▶ _Exercise aim_: Please copy out the records word for word, starting at the line that contains "Can you see the wooden" and ending with the last line of the records.

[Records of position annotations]
* Start *

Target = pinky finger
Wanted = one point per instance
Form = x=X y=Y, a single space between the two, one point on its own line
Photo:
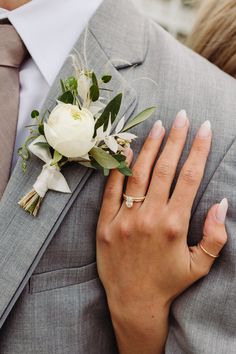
x=113 y=193
x=214 y=239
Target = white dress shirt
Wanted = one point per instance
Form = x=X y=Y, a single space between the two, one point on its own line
x=49 y=29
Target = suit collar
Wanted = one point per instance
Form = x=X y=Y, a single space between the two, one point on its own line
x=125 y=43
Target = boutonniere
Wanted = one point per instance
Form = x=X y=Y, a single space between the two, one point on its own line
x=77 y=130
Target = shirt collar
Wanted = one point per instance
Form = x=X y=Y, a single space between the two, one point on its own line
x=49 y=29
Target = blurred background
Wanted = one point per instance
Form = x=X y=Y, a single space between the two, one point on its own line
x=176 y=16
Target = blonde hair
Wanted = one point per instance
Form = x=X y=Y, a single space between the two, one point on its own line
x=214 y=35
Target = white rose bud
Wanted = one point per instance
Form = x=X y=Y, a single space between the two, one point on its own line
x=69 y=130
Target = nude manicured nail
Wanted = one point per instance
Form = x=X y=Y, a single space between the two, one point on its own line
x=156 y=130
x=180 y=119
x=221 y=210
x=205 y=130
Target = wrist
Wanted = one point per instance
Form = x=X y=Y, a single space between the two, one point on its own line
x=141 y=330
x=140 y=318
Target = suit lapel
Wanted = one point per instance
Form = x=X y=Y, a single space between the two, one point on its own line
x=23 y=239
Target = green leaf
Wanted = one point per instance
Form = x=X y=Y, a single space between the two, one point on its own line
x=62 y=86
x=125 y=171
x=141 y=117
x=71 y=84
x=41 y=129
x=106 y=78
x=104 y=159
x=66 y=97
x=43 y=144
x=106 y=172
x=24 y=153
x=56 y=157
x=94 y=89
x=111 y=110
x=34 y=114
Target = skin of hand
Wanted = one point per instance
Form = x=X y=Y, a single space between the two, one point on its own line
x=143 y=258
x=12 y=4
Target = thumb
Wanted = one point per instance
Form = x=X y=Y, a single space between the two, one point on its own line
x=214 y=239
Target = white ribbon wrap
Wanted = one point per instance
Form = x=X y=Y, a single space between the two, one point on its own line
x=50 y=177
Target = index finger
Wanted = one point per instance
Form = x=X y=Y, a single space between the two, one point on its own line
x=193 y=170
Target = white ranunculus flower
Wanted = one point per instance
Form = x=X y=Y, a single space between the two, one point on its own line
x=69 y=130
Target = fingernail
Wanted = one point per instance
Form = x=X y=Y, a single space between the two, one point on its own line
x=221 y=210
x=180 y=119
x=127 y=152
x=204 y=130
x=156 y=130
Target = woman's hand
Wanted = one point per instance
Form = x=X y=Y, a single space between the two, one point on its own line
x=143 y=258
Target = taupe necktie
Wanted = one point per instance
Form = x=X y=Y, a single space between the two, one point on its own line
x=12 y=54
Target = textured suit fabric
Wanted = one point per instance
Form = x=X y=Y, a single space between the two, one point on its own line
x=51 y=300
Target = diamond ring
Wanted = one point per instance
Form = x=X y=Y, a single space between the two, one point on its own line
x=129 y=201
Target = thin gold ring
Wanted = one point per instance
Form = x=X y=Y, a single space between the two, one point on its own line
x=129 y=200
x=208 y=253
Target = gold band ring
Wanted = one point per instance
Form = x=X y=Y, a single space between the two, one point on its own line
x=129 y=201
x=208 y=253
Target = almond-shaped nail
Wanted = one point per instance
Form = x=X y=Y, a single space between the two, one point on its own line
x=156 y=130
x=205 y=130
x=180 y=119
x=221 y=210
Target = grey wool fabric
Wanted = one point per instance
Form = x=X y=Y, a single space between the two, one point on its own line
x=51 y=300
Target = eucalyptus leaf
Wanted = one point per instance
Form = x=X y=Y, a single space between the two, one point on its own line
x=71 y=84
x=66 y=97
x=42 y=144
x=103 y=158
x=94 y=89
x=34 y=114
x=56 y=157
x=106 y=78
x=110 y=112
x=120 y=157
x=141 y=117
x=106 y=172
x=41 y=129
x=62 y=86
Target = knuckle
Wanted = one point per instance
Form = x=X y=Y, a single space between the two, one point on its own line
x=191 y=175
x=163 y=169
x=202 y=148
x=145 y=226
x=138 y=177
x=174 y=227
x=220 y=240
x=103 y=235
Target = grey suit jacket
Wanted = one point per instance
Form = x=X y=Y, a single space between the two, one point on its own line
x=51 y=300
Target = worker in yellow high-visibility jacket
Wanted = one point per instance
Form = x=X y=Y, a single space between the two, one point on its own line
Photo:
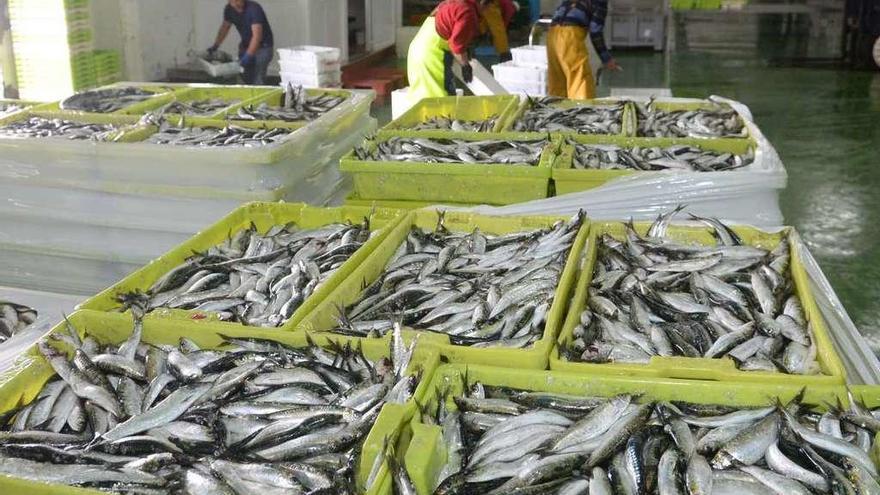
x=568 y=60
x=496 y=18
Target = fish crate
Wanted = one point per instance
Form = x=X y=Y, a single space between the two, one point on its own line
x=348 y=292
x=263 y=216
x=426 y=453
x=61 y=145
x=163 y=95
x=568 y=179
x=703 y=369
x=22 y=382
x=667 y=106
x=354 y=200
x=494 y=184
x=469 y=108
x=275 y=98
x=24 y=105
x=233 y=96
x=627 y=121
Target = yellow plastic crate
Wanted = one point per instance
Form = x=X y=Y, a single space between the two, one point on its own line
x=23 y=382
x=233 y=95
x=696 y=368
x=426 y=454
x=568 y=179
x=163 y=96
x=263 y=216
x=348 y=292
x=627 y=124
x=452 y=182
x=458 y=107
x=276 y=98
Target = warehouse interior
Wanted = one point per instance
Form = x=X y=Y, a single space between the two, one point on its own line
x=359 y=247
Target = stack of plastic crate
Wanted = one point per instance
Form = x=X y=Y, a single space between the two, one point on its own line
x=311 y=66
x=108 y=67
x=53 y=45
x=526 y=73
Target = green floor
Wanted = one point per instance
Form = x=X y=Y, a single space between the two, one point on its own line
x=825 y=124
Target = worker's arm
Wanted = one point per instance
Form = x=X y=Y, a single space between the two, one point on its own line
x=221 y=34
x=256 y=39
x=597 y=33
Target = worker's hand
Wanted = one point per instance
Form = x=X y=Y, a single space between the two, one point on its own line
x=467 y=73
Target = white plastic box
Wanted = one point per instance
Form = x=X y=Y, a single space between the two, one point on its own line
x=322 y=80
x=530 y=56
x=510 y=71
x=323 y=58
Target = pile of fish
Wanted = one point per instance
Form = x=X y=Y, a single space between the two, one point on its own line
x=678 y=157
x=199 y=107
x=255 y=279
x=479 y=290
x=214 y=137
x=457 y=125
x=705 y=123
x=14 y=318
x=654 y=296
x=428 y=150
x=9 y=108
x=543 y=116
x=252 y=417
x=502 y=441
x=297 y=106
x=106 y=100
x=39 y=127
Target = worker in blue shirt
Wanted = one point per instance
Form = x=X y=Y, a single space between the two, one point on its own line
x=568 y=60
x=256 y=48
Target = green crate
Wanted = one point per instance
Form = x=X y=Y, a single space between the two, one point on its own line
x=276 y=98
x=264 y=216
x=426 y=453
x=627 y=124
x=447 y=182
x=123 y=122
x=458 y=107
x=673 y=106
x=24 y=380
x=243 y=95
x=568 y=179
x=347 y=292
x=354 y=200
x=696 y=368
x=163 y=95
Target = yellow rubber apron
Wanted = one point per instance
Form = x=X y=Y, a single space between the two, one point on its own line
x=424 y=64
x=568 y=64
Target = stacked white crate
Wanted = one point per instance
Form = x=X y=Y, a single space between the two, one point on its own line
x=311 y=66
x=526 y=73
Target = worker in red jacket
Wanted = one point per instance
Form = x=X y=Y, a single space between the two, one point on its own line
x=497 y=16
x=443 y=40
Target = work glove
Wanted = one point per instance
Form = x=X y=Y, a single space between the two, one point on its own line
x=467 y=73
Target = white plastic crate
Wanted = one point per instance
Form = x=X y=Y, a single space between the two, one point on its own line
x=314 y=56
x=324 y=80
x=509 y=71
x=293 y=67
x=530 y=56
x=524 y=88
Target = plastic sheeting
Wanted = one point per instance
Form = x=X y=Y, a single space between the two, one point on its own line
x=50 y=308
x=749 y=195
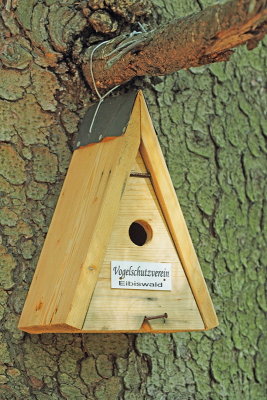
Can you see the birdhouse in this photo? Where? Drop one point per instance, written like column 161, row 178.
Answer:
column 118, row 256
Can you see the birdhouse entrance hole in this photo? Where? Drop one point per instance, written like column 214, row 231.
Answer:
column 140, row 232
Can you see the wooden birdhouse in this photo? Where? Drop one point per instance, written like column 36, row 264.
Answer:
column 118, row 256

* End *

▶ _Result of this task_:
Can you see the wooden birdhouse in this photo? Where? Drop one point per instance, written like column 36, row 264.
Answer:
column 118, row 256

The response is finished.